▸ Prompt:
Only the pictures are omitted; repeat all other data exactly.

▸ Records for the task:

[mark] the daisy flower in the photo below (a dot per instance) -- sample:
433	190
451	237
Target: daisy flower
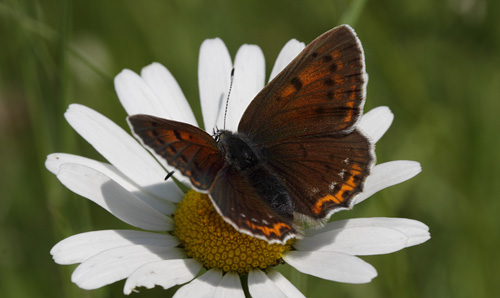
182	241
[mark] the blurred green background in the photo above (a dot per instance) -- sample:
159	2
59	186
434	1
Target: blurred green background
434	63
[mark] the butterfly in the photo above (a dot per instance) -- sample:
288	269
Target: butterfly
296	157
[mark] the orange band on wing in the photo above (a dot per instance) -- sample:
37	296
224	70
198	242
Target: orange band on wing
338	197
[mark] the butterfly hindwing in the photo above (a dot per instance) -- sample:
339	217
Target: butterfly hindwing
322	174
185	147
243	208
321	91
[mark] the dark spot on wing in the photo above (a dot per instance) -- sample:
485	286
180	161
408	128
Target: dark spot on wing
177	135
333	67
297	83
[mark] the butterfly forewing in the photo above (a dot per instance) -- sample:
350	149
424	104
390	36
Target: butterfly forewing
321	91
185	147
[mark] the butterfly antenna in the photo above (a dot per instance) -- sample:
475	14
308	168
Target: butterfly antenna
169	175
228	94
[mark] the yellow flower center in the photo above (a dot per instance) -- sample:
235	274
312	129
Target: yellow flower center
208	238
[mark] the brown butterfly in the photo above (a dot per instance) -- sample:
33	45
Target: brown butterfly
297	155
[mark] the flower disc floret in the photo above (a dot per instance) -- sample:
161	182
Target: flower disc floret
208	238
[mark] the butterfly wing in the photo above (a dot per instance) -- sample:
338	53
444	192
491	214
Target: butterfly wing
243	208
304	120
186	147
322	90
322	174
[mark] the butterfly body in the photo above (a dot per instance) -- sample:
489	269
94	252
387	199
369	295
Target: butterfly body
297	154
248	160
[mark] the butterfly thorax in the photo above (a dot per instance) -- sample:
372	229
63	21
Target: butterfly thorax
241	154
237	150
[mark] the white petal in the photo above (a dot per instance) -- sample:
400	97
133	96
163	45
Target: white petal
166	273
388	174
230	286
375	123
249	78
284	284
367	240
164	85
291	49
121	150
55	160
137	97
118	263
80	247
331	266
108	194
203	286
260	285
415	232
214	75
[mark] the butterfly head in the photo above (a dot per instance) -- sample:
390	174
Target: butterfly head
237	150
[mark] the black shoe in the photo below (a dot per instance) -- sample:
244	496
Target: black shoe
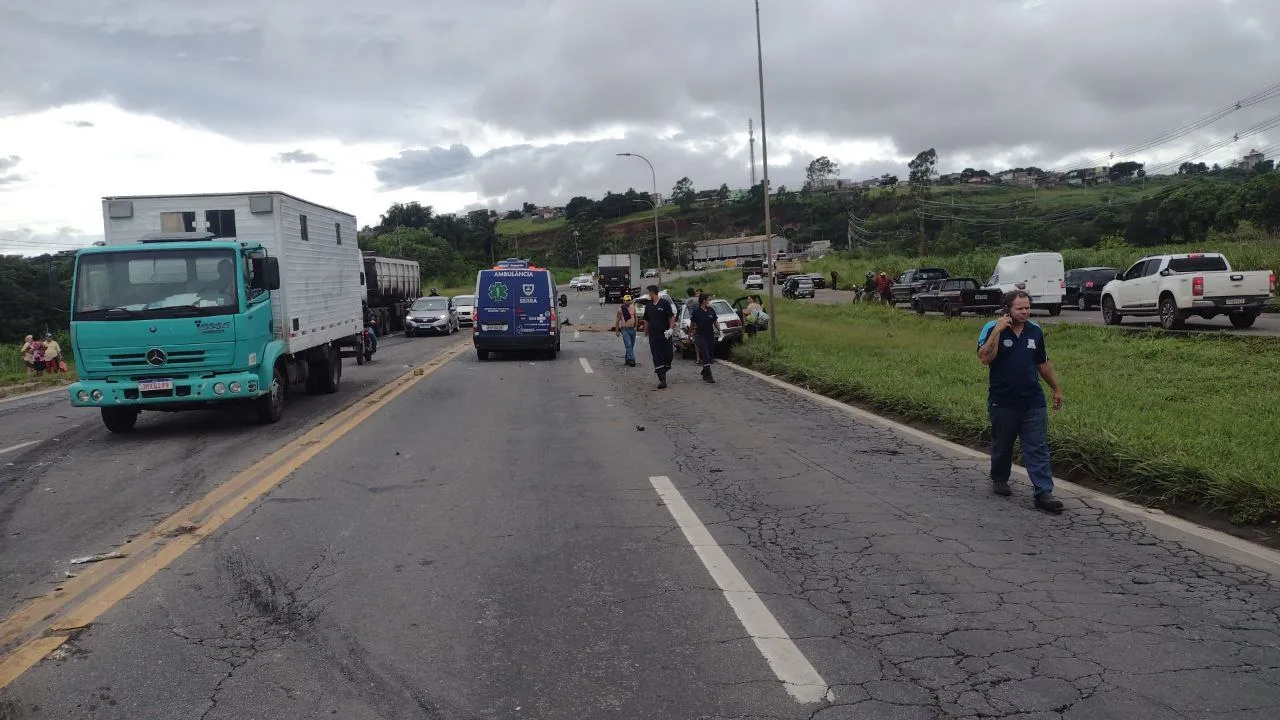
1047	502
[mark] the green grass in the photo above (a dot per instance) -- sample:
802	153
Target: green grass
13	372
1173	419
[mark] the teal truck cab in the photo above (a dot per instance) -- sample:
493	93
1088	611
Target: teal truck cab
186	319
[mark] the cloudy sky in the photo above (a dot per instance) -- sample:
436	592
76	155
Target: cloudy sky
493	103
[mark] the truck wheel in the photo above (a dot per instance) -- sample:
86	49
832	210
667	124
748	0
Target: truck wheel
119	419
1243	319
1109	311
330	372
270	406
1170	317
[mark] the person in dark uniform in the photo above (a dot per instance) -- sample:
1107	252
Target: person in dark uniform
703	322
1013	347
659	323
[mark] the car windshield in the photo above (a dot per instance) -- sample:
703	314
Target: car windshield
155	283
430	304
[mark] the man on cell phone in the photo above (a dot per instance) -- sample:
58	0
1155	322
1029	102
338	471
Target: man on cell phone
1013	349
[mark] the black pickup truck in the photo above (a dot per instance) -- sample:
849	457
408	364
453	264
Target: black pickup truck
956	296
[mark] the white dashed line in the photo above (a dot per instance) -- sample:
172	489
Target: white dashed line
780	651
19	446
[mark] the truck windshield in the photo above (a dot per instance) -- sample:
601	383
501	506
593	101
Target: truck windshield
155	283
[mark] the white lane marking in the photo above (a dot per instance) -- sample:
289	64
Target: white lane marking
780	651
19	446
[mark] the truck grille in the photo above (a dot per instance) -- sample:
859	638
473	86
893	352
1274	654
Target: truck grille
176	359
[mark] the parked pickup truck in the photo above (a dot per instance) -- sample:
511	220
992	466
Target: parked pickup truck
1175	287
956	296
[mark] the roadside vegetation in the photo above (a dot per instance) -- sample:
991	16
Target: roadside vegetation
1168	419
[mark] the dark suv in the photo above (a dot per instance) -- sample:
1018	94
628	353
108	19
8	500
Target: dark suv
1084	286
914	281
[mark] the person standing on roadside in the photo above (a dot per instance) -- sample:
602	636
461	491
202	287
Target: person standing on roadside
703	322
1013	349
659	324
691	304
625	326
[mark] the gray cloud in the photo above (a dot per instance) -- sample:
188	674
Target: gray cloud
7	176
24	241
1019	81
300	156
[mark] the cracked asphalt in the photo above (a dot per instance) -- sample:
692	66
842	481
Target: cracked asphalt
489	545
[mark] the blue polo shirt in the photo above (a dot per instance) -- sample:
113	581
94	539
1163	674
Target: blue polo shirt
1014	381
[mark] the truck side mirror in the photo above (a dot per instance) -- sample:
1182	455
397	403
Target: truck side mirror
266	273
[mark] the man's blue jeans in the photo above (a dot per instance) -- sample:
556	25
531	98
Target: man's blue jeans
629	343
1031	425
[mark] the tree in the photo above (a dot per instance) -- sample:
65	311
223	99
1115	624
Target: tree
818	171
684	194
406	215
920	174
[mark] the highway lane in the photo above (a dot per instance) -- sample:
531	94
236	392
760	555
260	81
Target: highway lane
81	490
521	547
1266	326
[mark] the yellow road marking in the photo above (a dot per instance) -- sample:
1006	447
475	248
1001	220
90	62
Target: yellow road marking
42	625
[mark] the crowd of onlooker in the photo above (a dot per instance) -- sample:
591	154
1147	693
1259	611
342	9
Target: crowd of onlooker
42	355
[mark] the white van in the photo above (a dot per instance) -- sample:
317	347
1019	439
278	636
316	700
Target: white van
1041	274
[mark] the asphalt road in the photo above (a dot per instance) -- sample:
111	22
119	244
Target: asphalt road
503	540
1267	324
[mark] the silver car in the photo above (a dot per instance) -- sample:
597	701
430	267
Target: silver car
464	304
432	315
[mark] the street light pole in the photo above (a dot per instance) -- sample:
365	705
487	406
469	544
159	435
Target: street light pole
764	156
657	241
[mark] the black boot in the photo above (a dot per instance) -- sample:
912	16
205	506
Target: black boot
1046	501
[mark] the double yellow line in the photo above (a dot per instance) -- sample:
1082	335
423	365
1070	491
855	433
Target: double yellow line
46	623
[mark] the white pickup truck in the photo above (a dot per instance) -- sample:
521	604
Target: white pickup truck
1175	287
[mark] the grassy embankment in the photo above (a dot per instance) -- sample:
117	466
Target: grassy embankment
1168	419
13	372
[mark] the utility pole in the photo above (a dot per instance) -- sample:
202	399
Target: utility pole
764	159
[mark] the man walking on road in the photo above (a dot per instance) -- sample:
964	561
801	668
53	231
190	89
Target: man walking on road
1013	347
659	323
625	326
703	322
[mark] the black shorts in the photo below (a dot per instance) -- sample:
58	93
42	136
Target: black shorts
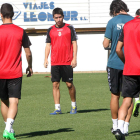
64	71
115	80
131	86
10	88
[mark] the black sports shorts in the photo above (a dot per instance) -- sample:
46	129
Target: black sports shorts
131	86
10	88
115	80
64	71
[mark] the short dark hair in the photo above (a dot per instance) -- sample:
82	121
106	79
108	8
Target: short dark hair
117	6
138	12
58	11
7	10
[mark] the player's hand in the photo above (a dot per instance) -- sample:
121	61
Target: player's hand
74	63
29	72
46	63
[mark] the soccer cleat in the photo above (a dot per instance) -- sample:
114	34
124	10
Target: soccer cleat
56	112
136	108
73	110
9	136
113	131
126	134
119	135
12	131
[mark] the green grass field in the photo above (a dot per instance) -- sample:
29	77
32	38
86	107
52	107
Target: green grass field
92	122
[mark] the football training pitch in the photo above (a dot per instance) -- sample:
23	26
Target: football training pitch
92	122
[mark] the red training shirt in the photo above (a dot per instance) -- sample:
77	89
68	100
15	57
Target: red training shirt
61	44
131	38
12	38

▸ Exercise response:
[mark] the daisy flower in the photo below (a dot per instance) -- sample:
433	190
451	237
Target: daisy flower
182	241
[mark] the blurred green background in the photo above (a dot per instance) -- sample:
159	2
59	186
434	1
Target: blurred green background
434	63
[mark] the butterfly in the photo above (a dot per instance) -- sample:
288	269
Target: butterfly
296	157
[mark] the orange band on wing in the photo above (a dot per instance) -- sample:
37	296
224	70
198	242
Target: orange band on wing
338	197
[mark] the butterfly hindwing in the photo above (a dot per instance) -- sample:
339	217
Target: butterfly hindwing
322	174
185	147
243	208
321	91
[mark] the dark spot on wing in the photo above (a dot per instance) -- sample:
485	286
180	161
408	128
Target: dark spot on wing
177	135
333	67
297	83
[mark] the butterfly forewing in the photo above (a dot per instance) -- sample:
350	149
424	104
390	36
Target: butterfly forewing
321	91
185	147
[mark] the butterfly antenna in the photo above (a dot per instance) -- sample:
475	14
308	168
Target: butterfly antenna
169	175
228	94
[mark] the yellow flower center in the photo above (a dot per instance) -- sample:
235	274
312	129
Target: yellow flower center
208	238
[mark] the brown butterfly in the photo above (a dot per instance) -- sample:
33	45
Target: brown butterfly
297	155
[mark] the flower disc floret in the photo above (a dot per instance) -- sample:
161	182
Target: flower disc floret
208	238
[mark] the butterfly wing in the photo above (a dot per instance) -- sample:
338	53
444	192
491	214
Target: butterfly wing
243	208
304	120
186	147
322	90
322	174
[mark] the butterfly body in the photo above (a dot per instance) -- sample:
489	269
94	252
387	199
369	295
Target: butterfly body
297	154
248	160
[mark] the butterfly thorax in the photo above (a dot per instance) -- sample:
372	229
63	21
Target: butterfly thorax
241	154
237	150
[mark] the white petal in the photo above (a dot per instance) -- sample:
400	97
133	96
163	45
Target: white petal
166	273
388	174
230	286
375	123
249	78
284	284
367	240
164	85
291	49
121	150
55	160
137	97
118	263
80	247
331	266
108	194
203	286
260	285
415	232
214	75
[mark] the butterfly head in the photo above (a dot per instance) -- sample:
390	174
Target: butterfly head
237	150
[mark] the black shoe in the photo below (a dot per instance) -- sample:
244	496
Target: black shoe
1047	502
[mark] the green grass in the photo above (a dot per instance) -- sample:
802	153
Target: green grass
13	372
1173	419
[mark] the teal truck cab in the photo above (a dot per instance) -- sample:
493	93
1088	611
Target: teal truck cab
186	319
[mark] the cloudy sky in the photo above (a dot per instance) -- sample:
436	592
76	155
Target: cloudy sky
493	103
[mark] the truck wheel in the photo above (a dot per instance) -- sample:
86	49
832	210
667	124
748	0
Target: truck wheel
119	419
1243	319
1109	311
330	372
270	406
1170	317
[mark] the person in dark uniform in the photo above (a dot per instance) -- sample:
1107	252
Target: person in dark uniform
703	322
1013	347
659	323
[mark] the car windshield in the photo above (a dot per instance) -- sample:
703	314
Target: car windshield
155	283
430	304
[mark] the man on cell phone in the photo above (a dot per instance) -- sample:
58	0
1155	322
1029	102
338	471
Target: man on cell phone
1013	349
[mark] the black pickup truck in the photo above (a dot per instance) -- sample:
849	457
408	364
453	264
Target: black pickup truck
956	296
[mark] the white dashed line in the photo above (a dot per instance) -- sample:
172	489
Target: white dashed line
780	651
19	446
[mark] the truck windshield in the photo above (a dot per instance) -- sample:
601	383
501	506
593	101
Target: truck windshield
155	283
[mark] the white lane marking in the photo above (a dot per instance) -- sample:
289	64
Target: white lane marking
780	651
19	446
[mark] the truck grille in the photo above (a dot per instance) -- sample:
859	638
473	86
893	352
1274	654
Target: truck grille
176	359
[mark] the parked pickup truck in the photo above (a dot per instance) -- sample:
511	220
992	466
Target: parked pickup truck
1175	287
956	296
[mark] the roadside vegetation in the photo above (a dot per instance) -- sample:
991	16
Target: roadside vegetation
1168	419
[mark] the dark suv in the photo above (a dot per instance) -- sample:
1018	94
628	353
108	19
8	500
Target: dark suv
1084	286
914	281
[mark] the person standing on roadside in the photo above (a dot per instance) -- sample:
602	636
461	491
202	287
Target: person standing on roadside
703	322
1013	349
659	324
691	304
625	326
[mark] the gray cloud in the photo above (a dot per instance) -- sample:
188	674
Target: gray cloud
7	176
24	241
1019	81
300	156
[mark] the cracked asphalt in the photo above (a dot per instance) -- sample:
692	66
842	481
Target: cracked asphalt
489	545
[mark] the blue polo shirt in the photo above (a dot per instance) -- sample:
113	581
94	539
1163	674
Target: blue polo shirt
1014	381
[mark] the truck side mirror in the photo above (a dot per instance) -- sample:
1182	455
397	403
Target: truck side mirror
266	273
[mark] the man's blue jeans in the photo above (a dot per instance) -- sample:
556	25
531	98
Target: man's blue jeans
629	343
1031	425
[mark] the tree in the photo above (a dot per instance) -- sample:
65	311
223	99
1115	624
Target: tree
818	171
684	194
406	215
920	174
[mark] the highway lane in the photo above (a dot per instance) -- sample:
531	94
236	392
760	555
260	81
Target: highway lane
81	490
521	547
1266	326
[mark] the yellow road marking in the photo above (a dot per instance) -- sample:
1006	447
475	248
1001	220
90	62
Target: yellow road marking
42	625
[mark] the crowd of onlooker in the photo above (a dot per instance) -- sample:
591	154
1147	693
1259	611
342	9
Target: crowd of onlooker
42	355
[mark] the white van in the photo above (a dot per instance) -- sample:
317	347
1019	439
278	636
316	700
Target: white van
1041	274
[mark] the asphalt road in the photo above (a dot per instance) -- sample:
111	22
119	244
Target: asphalt road
503	540
1267	324
[mark] the silver car in the photo above (a dot per instance) -- sample:
597	701
430	267
Target: silver car
464	304
432	315
[mark] the street light pole in the photo above (a dot per instance) -- sample:
365	705
487	406
469	544
159	435
Target: street light pole
764	156
657	241
[mark] the black boot in the photo above (a dot per instance) -- sample:
912	16
205	506
Target: black boot
1046	501
[mark] the double yellow line in the photo above (a dot per instance) -- sample:
1082	335
423	365
1070	491
855	433
Target: double yellow line
46	623
[mark] the white pickup truck in the photo above (a dot per instance) -- sample:
521	604
Target: white pickup truck
1175	287
[mark] the grassy embankment in the photo above (a dot per instance) -- sample:
117	466
Target: grassy embankment
1168	419
13	372
[mark] the utility pole in the photo above (a dot per instance) -- sample:
202	399
Target: utility pole
764	159
[mark] the man walking on road in the photo above (a dot per instance) -- sample:
964	561
801	668
53	231
190	89
Target: man walking on road
1013	347
659	323
625	326
703	322
[mark] the black shorts in the photo below (a dot per instance) -- sample:
58	93
42	136
Target: black shorts
64	71
115	80
131	86
10	88
[mark] the black sports shorts in the photo above (a dot per instance) -- sample:
46	129
Target: black sports shorts
131	86
10	88
115	80
64	71
[mark] the short dark hair in the photo above (a dot per instance) -- sample:
82	121
106	79
108	8
Target: short dark hair
117	6
138	12
58	11
7	10
[mark] the player's hand in the photo above (a dot per instance) -- sample:
121	61
Target: player's hand
74	63
29	72
46	63
[mark] the soccer cleat in the photo above (a dot per instance) -- sample:
114	34
124	10
Target: soccer cleat
56	112
136	108
73	110
9	136
113	131
126	134
119	135
12	131
[mark] the green grass field in the photo above (a dot per instance) -- sample:
29	77
32	38
86	107
52	107
Target: green grass field
92	122
[mark] the football training pitch in the photo above (a dot per instance) -- sample:
23	26
Target: football training pitch
92	122
[mark] the red training shirt in the photo above (a dot per instance) -- sample:
77	89
68	100
15	57
Target: red training shirt
61	44
131	38
12	38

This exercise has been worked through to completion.